■ SUPPLIED MATERIAL:
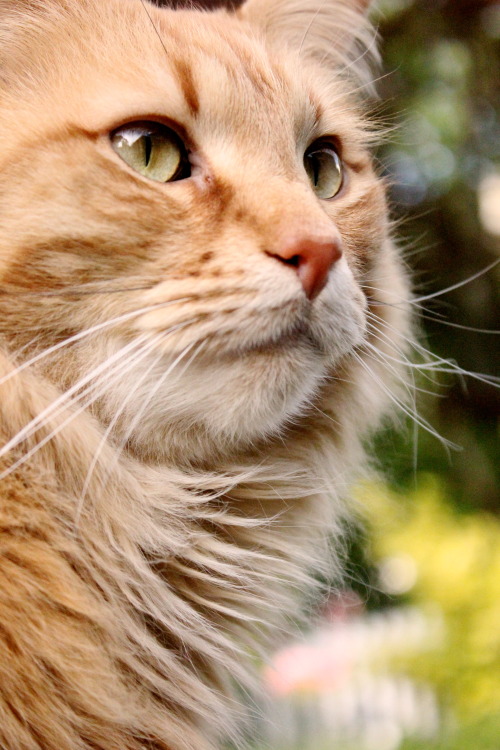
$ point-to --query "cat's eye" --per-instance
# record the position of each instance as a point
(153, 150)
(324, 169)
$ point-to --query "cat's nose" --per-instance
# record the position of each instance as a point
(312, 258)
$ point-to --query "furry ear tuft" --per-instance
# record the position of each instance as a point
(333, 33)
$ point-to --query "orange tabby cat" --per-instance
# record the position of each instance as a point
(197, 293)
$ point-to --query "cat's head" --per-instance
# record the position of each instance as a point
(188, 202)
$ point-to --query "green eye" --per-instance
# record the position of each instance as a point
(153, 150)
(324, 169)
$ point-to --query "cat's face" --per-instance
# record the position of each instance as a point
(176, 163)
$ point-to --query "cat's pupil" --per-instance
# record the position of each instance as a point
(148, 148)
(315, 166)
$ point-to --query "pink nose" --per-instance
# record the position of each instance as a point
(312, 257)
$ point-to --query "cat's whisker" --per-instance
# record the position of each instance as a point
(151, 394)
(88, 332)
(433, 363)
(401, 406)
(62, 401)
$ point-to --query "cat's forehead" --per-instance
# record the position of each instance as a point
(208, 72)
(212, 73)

■ EXERCISE REQUIREMENTS: Wherever the word "nose" occurs in the data, copy that whole line.

■ TASK OUTPUT:
$ point-to --query "cat's nose" --per-instance
$ point-to --query "pink nose" --per-instance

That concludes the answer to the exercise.